## Exercise prompt
Give the data again word for word; drop the pictures.

---- Available records

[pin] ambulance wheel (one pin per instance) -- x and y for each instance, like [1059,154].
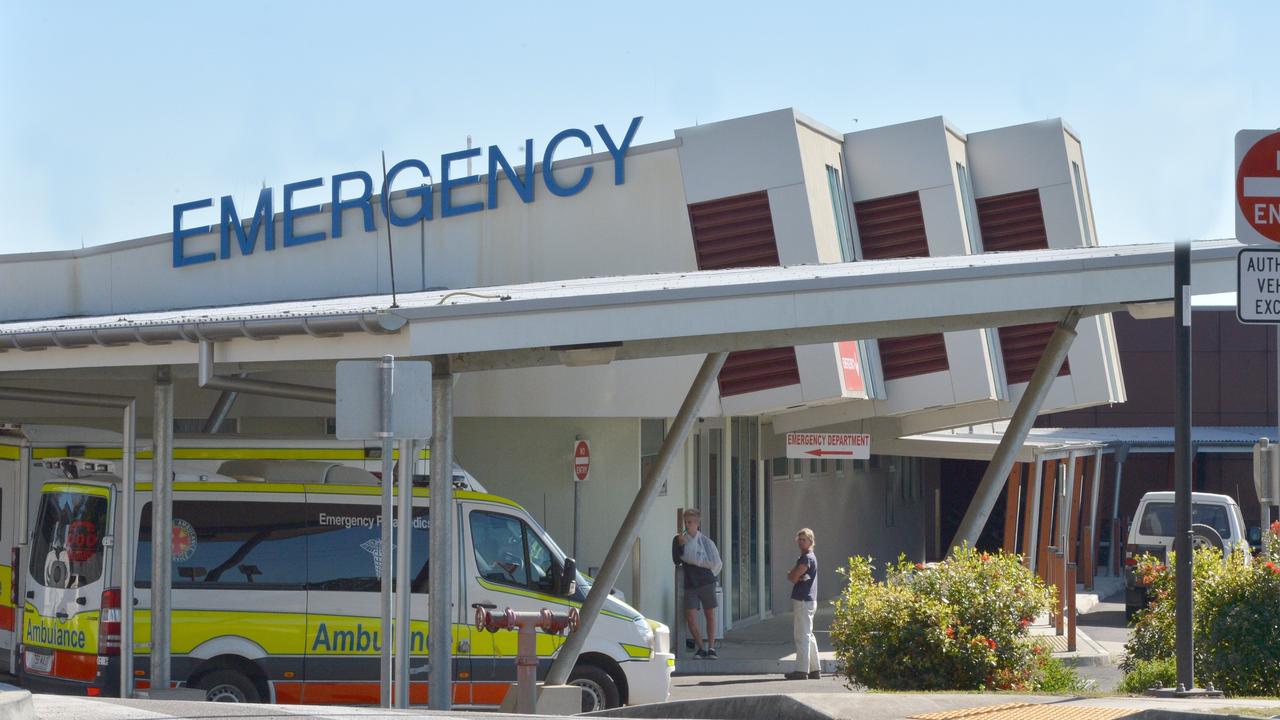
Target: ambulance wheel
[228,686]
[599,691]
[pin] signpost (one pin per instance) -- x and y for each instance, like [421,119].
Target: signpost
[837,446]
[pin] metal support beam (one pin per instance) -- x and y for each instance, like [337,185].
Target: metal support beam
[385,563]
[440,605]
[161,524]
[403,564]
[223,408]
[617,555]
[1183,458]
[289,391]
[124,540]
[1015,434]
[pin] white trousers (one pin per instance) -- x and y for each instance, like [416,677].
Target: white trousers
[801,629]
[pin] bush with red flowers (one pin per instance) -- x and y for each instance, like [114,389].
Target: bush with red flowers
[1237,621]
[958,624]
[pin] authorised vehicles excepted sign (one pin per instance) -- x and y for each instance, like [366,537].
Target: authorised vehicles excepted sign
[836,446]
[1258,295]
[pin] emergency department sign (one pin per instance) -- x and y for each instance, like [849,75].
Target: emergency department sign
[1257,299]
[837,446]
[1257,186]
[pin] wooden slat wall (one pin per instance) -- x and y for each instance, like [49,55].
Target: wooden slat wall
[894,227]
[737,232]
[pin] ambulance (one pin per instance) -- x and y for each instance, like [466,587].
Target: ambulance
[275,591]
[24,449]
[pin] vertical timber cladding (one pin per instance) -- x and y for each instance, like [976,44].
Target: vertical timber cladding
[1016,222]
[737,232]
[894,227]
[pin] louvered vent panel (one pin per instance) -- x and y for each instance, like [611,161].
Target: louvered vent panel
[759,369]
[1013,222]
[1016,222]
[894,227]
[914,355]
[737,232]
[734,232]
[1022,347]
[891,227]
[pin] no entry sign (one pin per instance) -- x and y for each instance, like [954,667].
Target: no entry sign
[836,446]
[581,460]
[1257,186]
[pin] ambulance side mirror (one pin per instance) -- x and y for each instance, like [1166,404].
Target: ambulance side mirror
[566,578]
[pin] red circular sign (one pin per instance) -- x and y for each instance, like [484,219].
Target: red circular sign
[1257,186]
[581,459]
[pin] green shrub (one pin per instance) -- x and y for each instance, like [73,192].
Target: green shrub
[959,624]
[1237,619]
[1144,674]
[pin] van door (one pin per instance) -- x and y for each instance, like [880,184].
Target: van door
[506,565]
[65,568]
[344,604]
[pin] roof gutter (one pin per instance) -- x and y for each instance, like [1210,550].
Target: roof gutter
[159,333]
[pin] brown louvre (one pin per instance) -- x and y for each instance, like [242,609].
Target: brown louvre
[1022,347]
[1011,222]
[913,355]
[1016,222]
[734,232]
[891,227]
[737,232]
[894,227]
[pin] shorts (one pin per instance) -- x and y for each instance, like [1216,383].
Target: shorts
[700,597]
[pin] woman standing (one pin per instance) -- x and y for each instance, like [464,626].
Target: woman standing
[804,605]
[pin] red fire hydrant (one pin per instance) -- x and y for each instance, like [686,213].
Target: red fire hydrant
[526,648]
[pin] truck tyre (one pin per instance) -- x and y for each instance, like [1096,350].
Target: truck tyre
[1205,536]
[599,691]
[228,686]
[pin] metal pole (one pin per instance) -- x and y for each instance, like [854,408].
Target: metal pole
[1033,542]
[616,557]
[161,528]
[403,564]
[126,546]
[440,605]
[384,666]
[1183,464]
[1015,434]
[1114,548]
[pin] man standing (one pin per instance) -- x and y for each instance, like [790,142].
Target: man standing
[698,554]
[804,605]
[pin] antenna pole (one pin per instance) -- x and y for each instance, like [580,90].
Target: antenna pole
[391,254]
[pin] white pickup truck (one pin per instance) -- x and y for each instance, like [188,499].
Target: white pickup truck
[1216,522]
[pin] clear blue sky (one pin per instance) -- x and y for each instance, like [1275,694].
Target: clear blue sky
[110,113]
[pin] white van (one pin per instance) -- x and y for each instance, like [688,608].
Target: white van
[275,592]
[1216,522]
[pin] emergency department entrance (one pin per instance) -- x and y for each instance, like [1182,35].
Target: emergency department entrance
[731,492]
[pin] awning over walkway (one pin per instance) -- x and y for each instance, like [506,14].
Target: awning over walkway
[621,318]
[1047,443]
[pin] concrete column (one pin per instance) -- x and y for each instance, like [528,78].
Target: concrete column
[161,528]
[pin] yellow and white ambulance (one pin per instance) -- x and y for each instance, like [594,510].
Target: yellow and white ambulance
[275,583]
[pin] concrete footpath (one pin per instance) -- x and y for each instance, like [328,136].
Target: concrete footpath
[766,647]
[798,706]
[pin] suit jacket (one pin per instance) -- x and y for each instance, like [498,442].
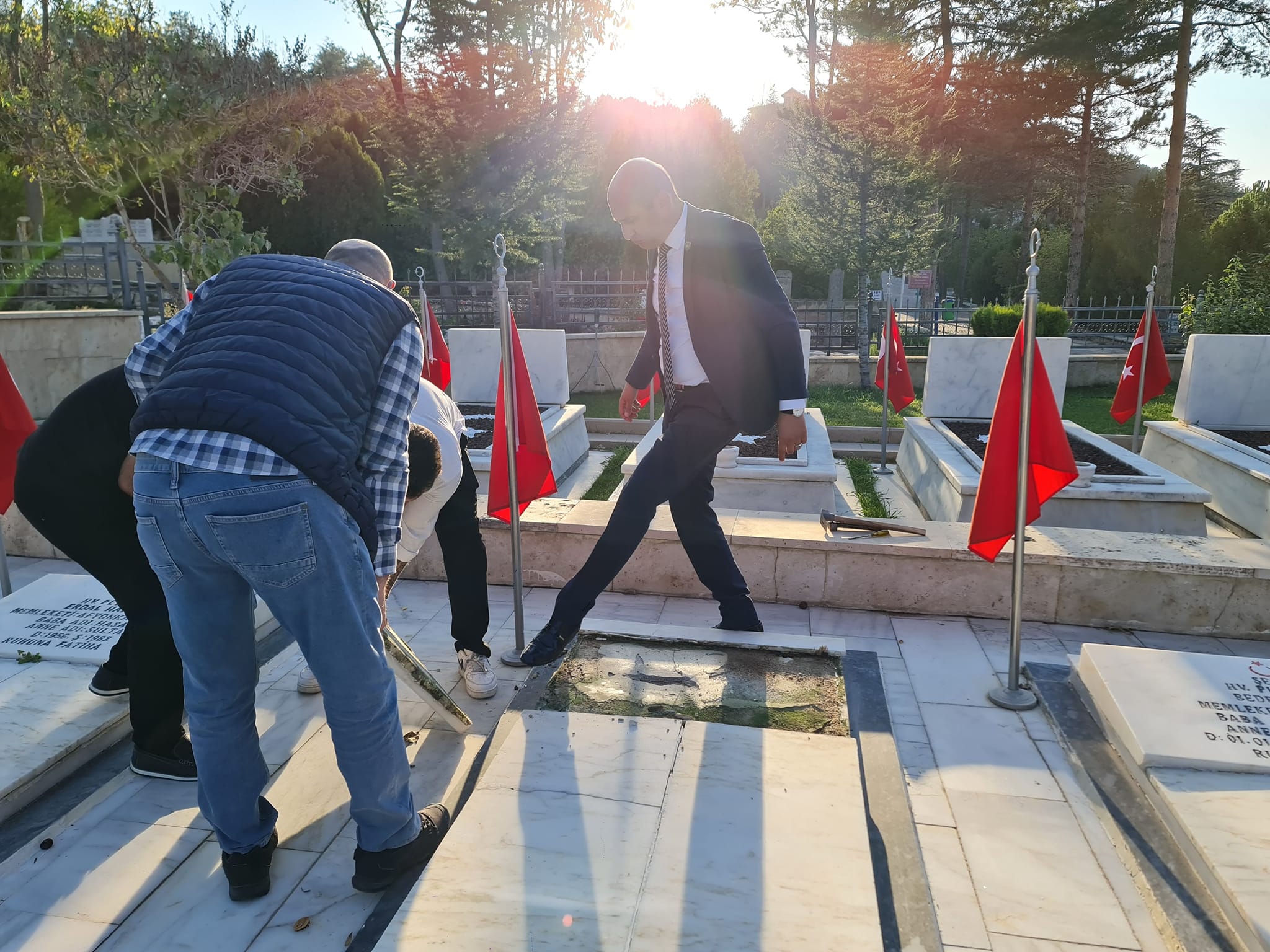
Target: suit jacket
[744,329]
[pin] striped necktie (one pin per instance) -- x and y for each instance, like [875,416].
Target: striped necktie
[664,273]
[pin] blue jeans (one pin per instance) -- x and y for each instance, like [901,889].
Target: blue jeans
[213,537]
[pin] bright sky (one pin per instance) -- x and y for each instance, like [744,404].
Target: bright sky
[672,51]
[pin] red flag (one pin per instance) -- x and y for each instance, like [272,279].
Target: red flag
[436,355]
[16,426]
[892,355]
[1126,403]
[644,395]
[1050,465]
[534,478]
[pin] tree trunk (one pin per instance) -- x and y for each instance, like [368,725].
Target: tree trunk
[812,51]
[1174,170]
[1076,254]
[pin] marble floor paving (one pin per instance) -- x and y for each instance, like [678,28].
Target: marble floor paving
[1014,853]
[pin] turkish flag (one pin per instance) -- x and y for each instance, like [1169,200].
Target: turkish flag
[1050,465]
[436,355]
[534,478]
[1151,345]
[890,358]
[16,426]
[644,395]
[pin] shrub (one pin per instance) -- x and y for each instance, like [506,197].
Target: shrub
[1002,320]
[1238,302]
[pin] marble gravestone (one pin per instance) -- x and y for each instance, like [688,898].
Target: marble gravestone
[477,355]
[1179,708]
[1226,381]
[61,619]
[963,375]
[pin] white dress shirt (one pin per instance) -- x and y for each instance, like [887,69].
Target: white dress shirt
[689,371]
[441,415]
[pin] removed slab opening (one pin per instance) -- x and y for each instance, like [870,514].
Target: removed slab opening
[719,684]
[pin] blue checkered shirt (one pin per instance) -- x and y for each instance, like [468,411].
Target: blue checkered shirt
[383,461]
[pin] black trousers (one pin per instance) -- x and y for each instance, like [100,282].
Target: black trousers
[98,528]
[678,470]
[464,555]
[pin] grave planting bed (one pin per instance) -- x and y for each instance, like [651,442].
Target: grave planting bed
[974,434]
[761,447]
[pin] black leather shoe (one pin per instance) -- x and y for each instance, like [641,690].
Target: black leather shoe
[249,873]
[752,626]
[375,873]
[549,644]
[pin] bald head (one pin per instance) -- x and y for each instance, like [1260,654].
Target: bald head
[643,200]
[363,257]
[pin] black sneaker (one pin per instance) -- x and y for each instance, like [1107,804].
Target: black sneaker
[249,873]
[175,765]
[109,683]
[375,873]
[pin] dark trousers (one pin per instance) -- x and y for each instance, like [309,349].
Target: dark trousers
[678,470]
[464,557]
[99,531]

--------

## Exercise result
[pin] ambulance wheel (one pin per instance) -- x and y for each instance, like [1059,154].
Target: ambulance wheel
[228,686]
[599,691]
[pin] signpost (one pin per instance) -- x and y for each instance, like [421,119].
Target: signpost
[837,446]
[pin] metal support beam (one pin per instance) -- x and y for each instance, like [337,185].
Target: metal support beam
[385,563]
[440,605]
[161,524]
[403,564]
[223,408]
[617,555]
[1183,458]
[289,391]
[124,540]
[1015,434]
[pin] white trousers (one pin per instance) -- x and y for each instance, like [416,677].
Target: white trousers
[801,629]
[pin] bush with red flowers (one pin per instance) -- x and y for each instance, like [114,389].
Target: bush with red flowers
[1237,621]
[958,624]
[pin] authorised vehicles excepted sign (one pin per instance) -- x and y for each instance, like [366,537].
Target: authorised vehicles excepted sign
[836,446]
[1258,295]
[pin] emergency department sign (one pin per instance) -- x and y for each instance, like [849,75].
Target: emergency department sign
[1257,299]
[837,446]
[1257,186]
[pin] wooden slat wall (one pin per instance) -- x and y for each instance, like [49,55].
Target: wooden slat wall
[894,227]
[737,232]
[pin] ambulance (one pin per instance) -- x and y for each instance, like [466,587].
Target: ambulance
[275,591]
[24,449]
[pin] vertical timber cladding (one pin per instance) -- x and y for each instance, like [976,44].
Target: vertical timber cladding
[1016,222]
[737,232]
[894,227]
[pin] louvered vent panel (one pin per instance) -- x and y for each instance, like [611,161].
Target: louvered vent panel
[759,369]
[1013,222]
[1016,222]
[894,227]
[914,355]
[737,232]
[734,232]
[1022,347]
[891,227]
[pin] no entry sign (one pin per instance) -- x and y for each instance, like [954,667].
Target: no entry sign
[836,446]
[581,460]
[1257,186]
[pin] ambulance side mirror (one pin per instance) -- x and y for each instance, like [1166,404].
Target: ambulance side mirror
[566,578]
[pin] red circular sign (one pin per instance) -- x and y for each instance, like [484,219].
Target: red circular sign
[1257,186]
[581,459]
[pin] green shrub (one pin per instance) -- x and y for each instance, like [73,192].
Target: green shrub
[959,624]
[1237,619]
[1144,674]
[pin] van door (one pin per instance) -- x and y for each instance, like [880,184].
Target: van door
[506,565]
[65,568]
[344,604]
[pin] roof gutter (one pin per instance) -- x and y for each instance, like [1210,550].
Target: roof gutter
[159,333]
[pin] brown louvre (one pin per instance) -- x and y for each instance, like [242,609].
Target: brown louvre
[1022,347]
[1011,222]
[913,355]
[1016,222]
[734,232]
[891,227]
[737,232]
[894,227]
[pin] shorts (one pin per instance) -- x and y for each instance, like [1216,383].
Target: shorts
[700,597]
[pin] woman standing (one pin per instance) -- x and y for each instance, like [464,626].
Target: woman standing
[804,605]
[pin] red fire hydrant (one pin per instance) -- x and y for each instance, like [686,213].
Target: red fire hydrant
[526,648]
[pin] truck tyre (one pin per instance) -- x and y for each instance, like [1096,350].
Target: truck tyre
[1205,536]
[599,691]
[228,686]
[pin] metal pole (one pin per instance) -- x and y for each instance, like [854,408].
Target: metal pole
[1033,542]
[616,557]
[161,528]
[403,564]
[126,546]
[440,605]
[384,666]
[1183,464]
[1015,434]
[1114,548]
[pin] man standing (one pin per instance) -- x and y for each instance, like [790,142].
Target: man standing
[698,554]
[804,605]
[pin] antenna pole (one pin per instance) -- x and y for each instance, like [580,90].
Target: antenna pole
[391,254]
[pin] white pickup truck (one pin per instance) -- x and y for each instance, like [188,499].
Target: white pickup truck
[1216,522]
[pin] clear blue sky (one pin per instance) -- x and y for each instance, like [1275,694].
Target: clear blue sky
[110,113]
[pin] white van (one pin per instance) -- x and y for each instance, like [688,608].
Target: white van
[275,592]
[1216,522]
[pin] emergency department entrance (one pin per instance) -- x and y for each instance, like [1182,35].
Target: emergency department entrance
[731,492]
[pin] awning over walkway (one pin per instance) -- x and y for each instance, like [506,14].
Target: awning over walkway
[621,318]
[1047,443]
[pin] concrete column (one pin per instance) -- x and y for each instance, like [528,78].
Target: concrete column
[161,528]
[pin] yellow and white ambulance (one pin per instance) -- x and y for each instance, like [594,510].
Target: yellow and white ambulance
[275,583]
[pin] concrete footpath (one pin per instance) -- x and y for each instance, like [328,136].
Target: concrete footpath
[766,647]
[798,706]
[pin] suit jacket (one pin per instance) -- x and y for each instance, like [498,442].
Target: suit jacket
[744,329]
[pin] striped necktie (one pin per instance) -- x and y for each instance, like [875,416].
Target: striped necktie
[664,273]
[pin] blue jeans (one pin per instance) -- x and y for each instance, like [901,889].
Target: blue jeans
[213,537]
[pin] bright sky (one pin per instance) -- x and y for each instance, like [744,404].
Target: bright sky
[672,51]
[pin] red flag (one pin per instance) -- x and y for each instance, like [272,279].
Target: red flag
[436,355]
[16,426]
[892,355]
[1126,403]
[644,395]
[1050,465]
[534,478]
[pin] tree trunk (one pin per instance) -- x and y for each instance, like [368,725].
Target: tree trunk
[812,51]
[1174,170]
[1076,254]
[pin] marble floor paving (one pin per instance) -- x and y for each instance, like [678,28].
Target: marble floor paving
[1014,853]
[pin] turkish flag (one pin per instance) -- x and y for each instance, like [1169,200].
Target: turkish flag
[1050,465]
[436,355]
[534,478]
[1151,345]
[890,358]
[16,426]
[644,395]
[pin] shrub (one pin per instance) -- x and y for each instance, like [506,197].
Target: shrub
[1002,320]
[1238,302]
[pin] marble gravestone (one pin per instance) -- x and y for each instance, like [688,898].
Target: marble gravestone
[477,355]
[1179,708]
[1226,381]
[61,619]
[963,375]
[pin] white dress shirt (one pin per instance) -- x and y for each instance, like [887,69].
Target: white dress shirt
[689,371]
[441,415]
[pin] removed slab opening (one pin per instance) -- x and y for each instance, like [870,514].
Target: removed slab opening
[719,684]
[pin] blue checkered shirt (one pin per instance) -- x and y for each instance, like [468,411].
Target: blue checkered shirt
[383,461]
[pin] black trousers (one pin per instance) -- x and y for each instance, like [100,282].
Target: black trousers
[98,528]
[678,470]
[464,555]
[pin] grave planting bed (one pin per instance) -- x and y for each instance, like [651,442].
Target: grave planting bed
[974,434]
[761,447]
[pin] black leather shoe (one pin per instance) -- x and y for each instance, like [641,690].
Target: black leather shoe
[249,873]
[752,626]
[375,873]
[549,644]
[pin] bald head (one pin per instance) -- x and y for each instance, like [1260,654].
Target: bald head
[643,200]
[363,257]
[pin] black sneaker (one pin per instance) -- x and y for each instance, like [1107,804].
Target: black sneaker
[249,873]
[175,765]
[109,683]
[375,873]
[pin] dark trousers (one pin per instance) -- x and y for each instance, like [309,349].
Target: dark trousers
[678,470]
[464,557]
[99,531]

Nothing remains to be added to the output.